*Fragmento*:
<<<<

No se puede hablar de monarquía si el monarca que la encarna es un delincuente, un corrupto, como lo vienen siendo todos los de su estirpe desde su llegada al trono de España. Unos más y otros menos, a espuertas o a esportillos, todos han robado. No están con nosotros quien mantiene una cuenta en Suiza con dinero opaco. No son como nosotros ni son unos de los nuestros, nos tratan como a súbditos, en este tiempo en que nos habíamos ganando el título de ciudadanos. No se puede hablar de bandera o de patria desde los chiringuitos partidarios que esquilman los recursos públicos para abrir cuentas en paraísos fiscales o pagarse sus campañas electorales. No se puede hablar de decencia desde la putrefacción ni de responsabilidad ética desde la indigencia moral. Y nosotros no podemos guardar respeto alguno por quienes hacen ese uso odioso y mezquino de cuanto nos quieren vender como sagrado. Lo único sagrado es la vida y el ser humano, no cualquier vida, no cualquier ser humano, sólo aquélla y aquél que no valgan ni más ni menos que ninguna y que ninguno.
Pensar. Tomar nota. Para no olvidar. Tendemos a olvidar cuando salimos de la zona cero. Hacer las dos columnas: con los propósitos y con los errores (y/o los horrores). Con los atropellos y con las conquistas de la determinación y el esfuerzo. Con las buenas palabras que resultaron ser el envoltorio de la mentira. Con el calor de las buenas gentes. Con la corrupción y con la solidaridad. Para separar la paja del grano y distinguir a los charlatanes de la gente honesta. Para identificar quién se ha tomado esto como un negocio y quién no tiene interés en negocio alguno, porque entiende la vida como un recorrido en el que aprendemos y nos cambiamos.
Cuidar, cuidarnos. Amar, amarnos. Estos días que la cuarentena no permite siquiera un beso o un abrazo. Cuidar, amar, cuidarnos, amarnos, pero sentar las bases para que lo normal sea cuidarnos y amarnos.
¿En cuánto dicen que han implementado el presupuesto sobre el el covid-19 para poner orden en el desbarajuste criminal de las residencias de ancianos? ¿200 millones de euros? Más o menos los ingresos, entre fijo y contratos de imagen y publicidad, de Lionel Messi en un año. Pues ahí lo tenemos. Para pensarlo. Porque Messi está ahí porque nosotros hemos decidido pagar con nuestro dinero esa obscenidad. Y Messi sólo es un ejemplo, porque es así como funciona esto. Y funciona así porque nosotros hemos decidido que nos parece bien, dando por bueno un relato que convierte la injusticia en lo normal y cotidiano.

>>>>

*Qué hacer*: Según el fragmento, ¿por qué "Messi está ahí"? Explica en una a tres oraciones la razón que se da.

*Datos proporcionados*:
<<<<

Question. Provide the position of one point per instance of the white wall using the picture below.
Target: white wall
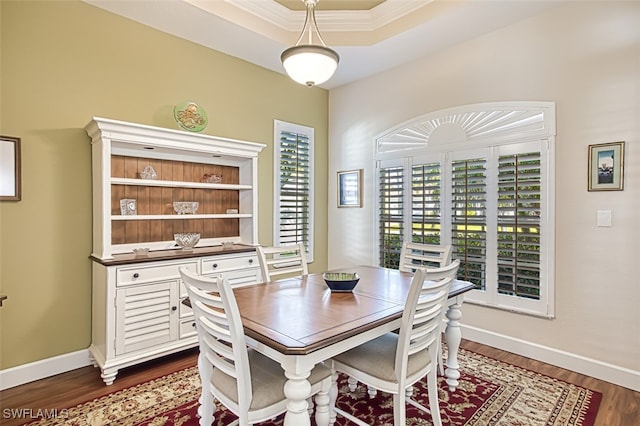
(585, 57)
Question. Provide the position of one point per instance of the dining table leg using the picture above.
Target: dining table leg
(297, 390)
(453, 337)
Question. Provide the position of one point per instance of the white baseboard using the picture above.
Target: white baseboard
(617, 375)
(591, 367)
(26, 373)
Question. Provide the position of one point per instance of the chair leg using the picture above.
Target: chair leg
(372, 392)
(440, 357)
(399, 409)
(333, 396)
(408, 393)
(323, 401)
(207, 402)
(353, 384)
(434, 401)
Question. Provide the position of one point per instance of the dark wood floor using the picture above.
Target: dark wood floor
(619, 406)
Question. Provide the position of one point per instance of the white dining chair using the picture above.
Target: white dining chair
(429, 256)
(276, 262)
(395, 361)
(248, 383)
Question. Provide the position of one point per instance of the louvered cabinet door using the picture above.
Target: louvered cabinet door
(146, 316)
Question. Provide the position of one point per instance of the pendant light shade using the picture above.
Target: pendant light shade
(310, 64)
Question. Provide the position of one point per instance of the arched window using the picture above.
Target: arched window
(478, 177)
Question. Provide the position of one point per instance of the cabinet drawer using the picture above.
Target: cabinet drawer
(223, 264)
(188, 328)
(185, 311)
(145, 274)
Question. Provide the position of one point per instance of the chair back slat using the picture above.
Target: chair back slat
(423, 314)
(276, 262)
(414, 255)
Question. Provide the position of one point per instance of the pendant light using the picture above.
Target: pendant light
(310, 63)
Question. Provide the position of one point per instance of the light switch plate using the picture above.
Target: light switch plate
(603, 218)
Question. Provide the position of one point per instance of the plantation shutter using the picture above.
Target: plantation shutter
(519, 215)
(391, 214)
(425, 203)
(293, 208)
(469, 218)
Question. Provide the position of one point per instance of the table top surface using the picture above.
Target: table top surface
(299, 315)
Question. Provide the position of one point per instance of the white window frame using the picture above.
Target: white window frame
(280, 127)
(473, 131)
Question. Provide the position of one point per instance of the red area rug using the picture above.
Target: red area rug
(490, 393)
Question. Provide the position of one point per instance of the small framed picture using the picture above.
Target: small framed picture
(606, 167)
(10, 163)
(350, 188)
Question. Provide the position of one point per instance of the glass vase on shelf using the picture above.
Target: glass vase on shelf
(149, 173)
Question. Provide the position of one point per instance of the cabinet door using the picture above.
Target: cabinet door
(146, 316)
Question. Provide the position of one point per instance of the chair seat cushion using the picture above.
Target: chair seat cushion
(376, 358)
(267, 381)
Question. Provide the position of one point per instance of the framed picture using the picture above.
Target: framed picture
(350, 188)
(606, 166)
(10, 185)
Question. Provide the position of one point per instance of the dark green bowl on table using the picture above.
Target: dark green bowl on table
(341, 281)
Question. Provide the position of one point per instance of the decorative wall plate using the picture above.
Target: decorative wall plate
(190, 116)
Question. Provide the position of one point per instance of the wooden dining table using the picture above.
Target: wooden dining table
(299, 323)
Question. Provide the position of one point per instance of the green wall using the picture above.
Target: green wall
(65, 62)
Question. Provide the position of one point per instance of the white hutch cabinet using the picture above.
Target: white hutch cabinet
(137, 314)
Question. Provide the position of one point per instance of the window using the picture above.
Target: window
(489, 197)
(293, 215)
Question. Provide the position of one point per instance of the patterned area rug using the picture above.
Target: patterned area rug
(490, 393)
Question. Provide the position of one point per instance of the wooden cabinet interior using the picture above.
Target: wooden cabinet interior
(158, 200)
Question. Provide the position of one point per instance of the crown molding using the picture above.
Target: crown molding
(244, 13)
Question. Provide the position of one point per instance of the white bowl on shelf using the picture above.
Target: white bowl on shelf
(186, 240)
(186, 207)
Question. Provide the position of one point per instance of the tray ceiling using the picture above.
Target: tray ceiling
(371, 36)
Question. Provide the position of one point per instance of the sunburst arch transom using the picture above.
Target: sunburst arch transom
(478, 124)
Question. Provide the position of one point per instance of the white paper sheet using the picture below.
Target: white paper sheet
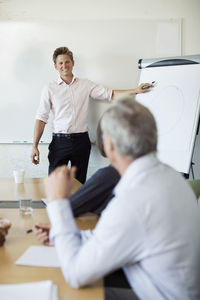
(44, 290)
(39, 256)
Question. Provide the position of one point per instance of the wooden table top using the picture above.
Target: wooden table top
(17, 242)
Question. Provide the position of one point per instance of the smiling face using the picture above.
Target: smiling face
(64, 65)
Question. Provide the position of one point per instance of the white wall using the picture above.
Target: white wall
(46, 10)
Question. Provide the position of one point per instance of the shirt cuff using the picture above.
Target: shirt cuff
(61, 218)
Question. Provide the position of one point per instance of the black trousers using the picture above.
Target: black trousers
(73, 147)
(116, 287)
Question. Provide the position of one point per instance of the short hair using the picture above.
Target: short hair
(99, 140)
(62, 50)
(131, 127)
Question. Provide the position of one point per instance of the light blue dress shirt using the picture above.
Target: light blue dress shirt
(151, 229)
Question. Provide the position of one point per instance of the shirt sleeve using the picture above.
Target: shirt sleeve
(99, 92)
(44, 106)
(106, 249)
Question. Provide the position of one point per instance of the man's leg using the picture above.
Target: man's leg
(116, 287)
(80, 156)
(60, 150)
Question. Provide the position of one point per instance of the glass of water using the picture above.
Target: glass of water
(25, 206)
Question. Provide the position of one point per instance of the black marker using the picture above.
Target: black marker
(146, 86)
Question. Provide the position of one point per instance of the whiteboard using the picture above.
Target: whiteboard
(105, 51)
(175, 103)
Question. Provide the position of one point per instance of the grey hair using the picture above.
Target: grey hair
(131, 127)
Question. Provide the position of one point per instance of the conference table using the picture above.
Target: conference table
(17, 241)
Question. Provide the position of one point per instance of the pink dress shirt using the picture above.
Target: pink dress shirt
(69, 103)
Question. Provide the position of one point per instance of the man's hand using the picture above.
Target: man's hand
(42, 234)
(35, 156)
(59, 184)
(143, 88)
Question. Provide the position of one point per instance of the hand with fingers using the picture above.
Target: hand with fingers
(42, 234)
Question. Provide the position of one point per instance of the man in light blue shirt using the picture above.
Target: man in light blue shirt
(151, 228)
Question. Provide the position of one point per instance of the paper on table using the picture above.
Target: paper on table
(39, 256)
(44, 290)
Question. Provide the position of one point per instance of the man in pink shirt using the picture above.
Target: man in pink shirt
(68, 99)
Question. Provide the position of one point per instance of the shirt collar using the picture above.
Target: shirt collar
(60, 81)
(137, 168)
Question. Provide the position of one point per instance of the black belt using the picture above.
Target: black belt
(69, 135)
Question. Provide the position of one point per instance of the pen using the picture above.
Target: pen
(30, 230)
(146, 86)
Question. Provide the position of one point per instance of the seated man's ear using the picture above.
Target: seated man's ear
(108, 147)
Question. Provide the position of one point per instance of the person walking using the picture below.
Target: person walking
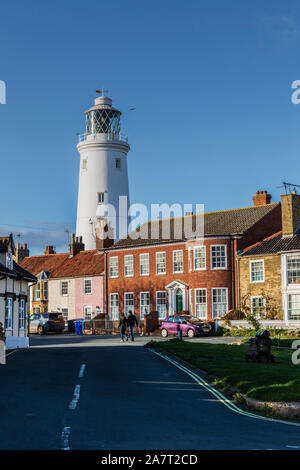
(123, 326)
(179, 331)
(2, 345)
(131, 321)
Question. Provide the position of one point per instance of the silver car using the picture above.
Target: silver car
(44, 322)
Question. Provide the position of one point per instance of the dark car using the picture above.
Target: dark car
(43, 323)
(190, 326)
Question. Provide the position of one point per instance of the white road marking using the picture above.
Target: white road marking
(75, 399)
(81, 372)
(65, 438)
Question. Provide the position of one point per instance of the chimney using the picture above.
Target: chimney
(290, 213)
(104, 234)
(21, 253)
(49, 250)
(76, 245)
(261, 198)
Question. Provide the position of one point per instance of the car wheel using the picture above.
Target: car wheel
(41, 330)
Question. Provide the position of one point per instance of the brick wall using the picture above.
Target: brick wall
(155, 282)
(271, 287)
(290, 213)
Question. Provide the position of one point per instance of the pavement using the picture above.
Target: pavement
(95, 393)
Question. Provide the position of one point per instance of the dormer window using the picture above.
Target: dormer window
(100, 198)
(9, 261)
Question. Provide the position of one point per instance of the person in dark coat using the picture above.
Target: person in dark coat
(123, 325)
(131, 321)
(2, 345)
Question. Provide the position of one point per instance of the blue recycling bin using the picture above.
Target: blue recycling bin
(77, 327)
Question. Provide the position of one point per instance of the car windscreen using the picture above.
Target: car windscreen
(191, 319)
(53, 316)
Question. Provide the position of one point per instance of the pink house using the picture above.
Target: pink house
(71, 283)
(89, 296)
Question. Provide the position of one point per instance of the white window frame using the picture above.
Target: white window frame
(64, 314)
(127, 306)
(251, 306)
(114, 308)
(211, 257)
(143, 305)
(129, 257)
(8, 319)
(22, 313)
(45, 284)
(61, 288)
(148, 264)
(100, 198)
(9, 260)
(111, 258)
(250, 270)
(287, 257)
(190, 260)
(84, 312)
(161, 316)
(213, 303)
(36, 288)
(164, 262)
(173, 256)
(204, 317)
(288, 305)
(84, 286)
(203, 248)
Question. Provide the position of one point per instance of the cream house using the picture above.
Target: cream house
(14, 282)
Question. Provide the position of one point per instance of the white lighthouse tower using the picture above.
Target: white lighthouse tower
(103, 175)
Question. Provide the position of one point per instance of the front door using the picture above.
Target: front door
(179, 302)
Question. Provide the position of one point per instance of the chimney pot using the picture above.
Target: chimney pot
(290, 214)
(261, 198)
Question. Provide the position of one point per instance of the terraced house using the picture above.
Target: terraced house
(14, 282)
(69, 283)
(269, 271)
(198, 275)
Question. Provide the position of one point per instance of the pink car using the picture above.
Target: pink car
(190, 326)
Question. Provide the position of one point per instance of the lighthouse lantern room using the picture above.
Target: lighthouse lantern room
(103, 175)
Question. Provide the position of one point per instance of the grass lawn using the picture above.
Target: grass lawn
(262, 381)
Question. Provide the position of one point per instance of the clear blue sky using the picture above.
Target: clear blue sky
(210, 80)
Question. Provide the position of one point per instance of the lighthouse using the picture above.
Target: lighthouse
(103, 191)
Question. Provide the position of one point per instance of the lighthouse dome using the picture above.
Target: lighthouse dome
(102, 118)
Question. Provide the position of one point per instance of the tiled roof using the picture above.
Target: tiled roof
(5, 241)
(85, 263)
(17, 272)
(274, 245)
(228, 222)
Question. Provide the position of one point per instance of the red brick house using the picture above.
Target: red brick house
(195, 275)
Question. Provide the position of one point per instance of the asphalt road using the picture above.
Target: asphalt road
(69, 392)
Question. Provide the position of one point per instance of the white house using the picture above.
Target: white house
(14, 282)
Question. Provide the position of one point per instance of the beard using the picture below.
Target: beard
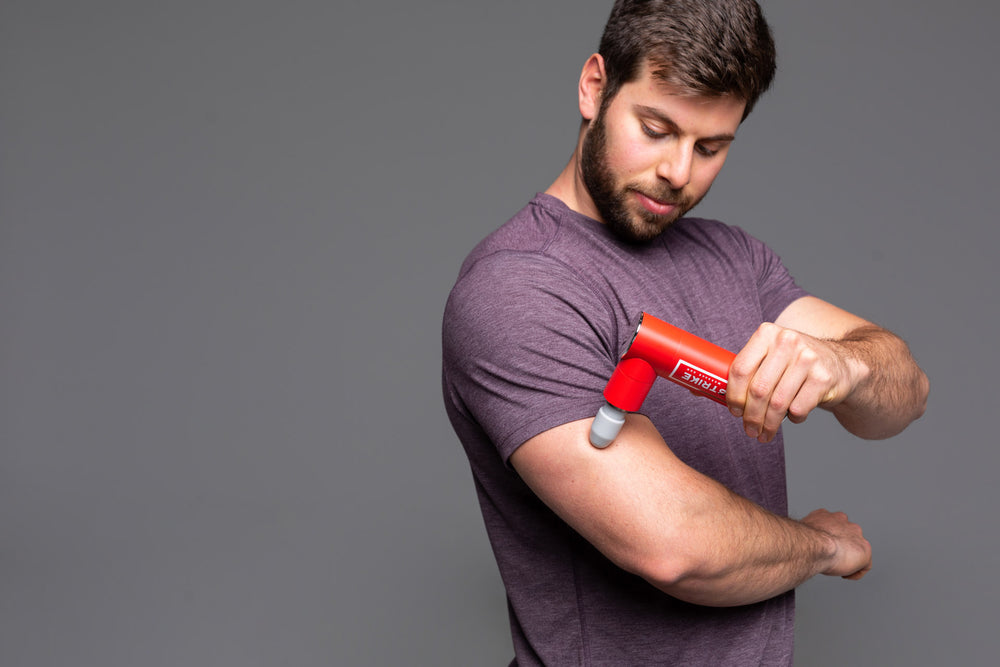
(616, 205)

>>>>

*Solución*: Messi está ahí porque nosotros hemos decidido pagar esa obscenidad con nuestro dinero. Las cosas funcionan así porque hemos decidido que nos parece bien y damos por bueno un relato que convierte la injusticia en lo normal y cotidiano.